[[ Data open ]]

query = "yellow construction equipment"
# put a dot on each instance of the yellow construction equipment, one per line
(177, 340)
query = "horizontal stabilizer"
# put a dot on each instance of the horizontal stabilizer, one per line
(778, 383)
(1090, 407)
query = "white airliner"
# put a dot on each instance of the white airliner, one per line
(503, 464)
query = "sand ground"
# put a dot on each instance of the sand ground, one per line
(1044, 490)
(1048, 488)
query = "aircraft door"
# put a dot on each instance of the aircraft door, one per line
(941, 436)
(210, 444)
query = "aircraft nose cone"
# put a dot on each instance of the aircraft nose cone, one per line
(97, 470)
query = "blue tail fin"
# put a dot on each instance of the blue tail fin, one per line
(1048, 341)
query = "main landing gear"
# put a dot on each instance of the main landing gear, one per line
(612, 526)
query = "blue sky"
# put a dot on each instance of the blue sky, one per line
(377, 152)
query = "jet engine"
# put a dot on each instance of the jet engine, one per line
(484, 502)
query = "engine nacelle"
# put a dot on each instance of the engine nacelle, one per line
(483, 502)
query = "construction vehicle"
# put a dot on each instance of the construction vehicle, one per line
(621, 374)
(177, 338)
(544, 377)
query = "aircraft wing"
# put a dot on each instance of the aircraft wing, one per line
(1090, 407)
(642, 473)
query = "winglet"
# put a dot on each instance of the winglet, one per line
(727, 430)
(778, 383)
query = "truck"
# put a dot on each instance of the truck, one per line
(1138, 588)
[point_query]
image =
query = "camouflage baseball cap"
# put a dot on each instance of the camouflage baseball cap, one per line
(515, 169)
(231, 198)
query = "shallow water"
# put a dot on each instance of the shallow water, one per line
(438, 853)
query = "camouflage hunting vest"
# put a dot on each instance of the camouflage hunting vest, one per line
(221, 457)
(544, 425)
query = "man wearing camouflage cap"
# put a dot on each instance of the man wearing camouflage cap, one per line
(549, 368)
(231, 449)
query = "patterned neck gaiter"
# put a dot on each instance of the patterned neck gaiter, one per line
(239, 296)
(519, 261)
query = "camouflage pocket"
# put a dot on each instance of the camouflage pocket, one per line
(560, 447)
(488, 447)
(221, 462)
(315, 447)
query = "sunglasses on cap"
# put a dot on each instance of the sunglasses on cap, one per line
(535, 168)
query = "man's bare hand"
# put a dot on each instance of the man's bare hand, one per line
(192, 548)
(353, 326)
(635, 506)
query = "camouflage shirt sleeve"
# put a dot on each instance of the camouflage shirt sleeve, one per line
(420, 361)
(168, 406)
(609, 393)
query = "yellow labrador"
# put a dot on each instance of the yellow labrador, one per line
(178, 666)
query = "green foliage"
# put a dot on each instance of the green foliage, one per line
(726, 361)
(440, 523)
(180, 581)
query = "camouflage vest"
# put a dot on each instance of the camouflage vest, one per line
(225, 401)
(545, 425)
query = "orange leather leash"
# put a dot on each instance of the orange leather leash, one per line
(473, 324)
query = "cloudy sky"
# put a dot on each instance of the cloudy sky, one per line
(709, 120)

[[ Data closed ]]

Retype each entry exactly.

query = "yellow construction equipment"
# put a dot on each instance of the yellow construction equipment, one per line
(177, 340)
query = "horizontal stabilizer"
# put a dot on each instance of the horizontal stabilizer, one per line
(778, 383)
(1090, 407)
query = "white airliner"
# put a dot on each instance of the white airliner, one per line
(503, 464)
query = "sand ground"
# put a dot on each instance of the sand ground, one per line
(1044, 490)
(1048, 488)
query = "aircraft door"
# put a dot on each instance of the aircraft door, one per line
(941, 436)
(210, 444)
query = "aircraft nose cone"
# put a dot on each instance of the aircraft nose cone, one per line
(97, 470)
query = "blue tail fin"
# put a dot on each instance of the blue tail fin, one per line
(1048, 341)
query = "main landing gear"
# put a dot on each instance of the main landing gear, one per line
(612, 526)
query = "blue sky"
# put a dot on each instance of the blue sky, one per line
(377, 152)
query = "jet engine"
# put a dot on each instance of the jet engine, one per line
(484, 502)
query = "engine nacelle"
# put a dot on each instance of the engine nacelle, one per line
(483, 502)
query = "construction vehicle"
# put a dot on each instance of the construction vehicle, one per line
(621, 374)
(177, 338)
(544, 377)
query = "aircraft wing"
# put a dot on each instance of the aircraft wing, one per line
(1090, 407)
(642, 473)
query = "winglet"
# put a dot on each instance of the winglet, one per line
(727, 430)
(778, 383)
query = "truck"
# put a dot on each instance of the truck, one per line
(1138, 588)
[point_query]
image =
query = "camouflage baseball cap"
# put a dot on each instance of the camouflage baseball cap, one per line
(515, 169)
(231, 198)
query = "shallow water"
# put a dot on each instance of the shallow water, one per line
(438, 853)
query = "camouflage hunting vest"
# put a dot on each instance of the camouflage hunting vest, one per line
(221, 457)
(544, 425)
query = "man wearing camouflage cap"
# put a dot on each instance of the man wearing camouflage cap, one per line
(549, 368)
(231, 449)
query = "patterned neck gaiter"
# put a dot on each instance of the patterned neck gaiter, one per line
(239, 296)
(519, 261)
query = "camouflage pocket"
# put a dot on each instance of the camouflage pocket, one per line
(560, 447)
(488, 447)
(221, 462)
(315, 447)
query = "sunglasses on cap"
# put a dot on each instance of the sunglasses on cap, one per line
(535, 168)
query = "man's bare hand"
# put a dot on each instance of the man's bare hand, one per line
(192, 548)
(353, 326)
(635, 506)
query = "camouflage shirt sleeve"
# put a dot on each instance of the camouflage shirt sleeve, one per line
(420, 361)
(168, 406)
(609, 393)
query = "yellow labrador"
# put a dot on each instance of the yellow labrador, one per line
(178, 666)
query = "green foliage"
# put a dot on each instance of the green foliage, one per line
(726, 361)
(440, 523)
(180, 581)
query = "camouflage vest"
# put a dot on each instance of the camouflage vest, one per line
(225, 401)
(545, 425)
query = "orange leather leash"
# put a dot on each instance of the orange leather leash, one per line
(473, 324)
query = "cloudy sky"
# put a dot on each instance of the cloudy sky, one per line
(709, 120)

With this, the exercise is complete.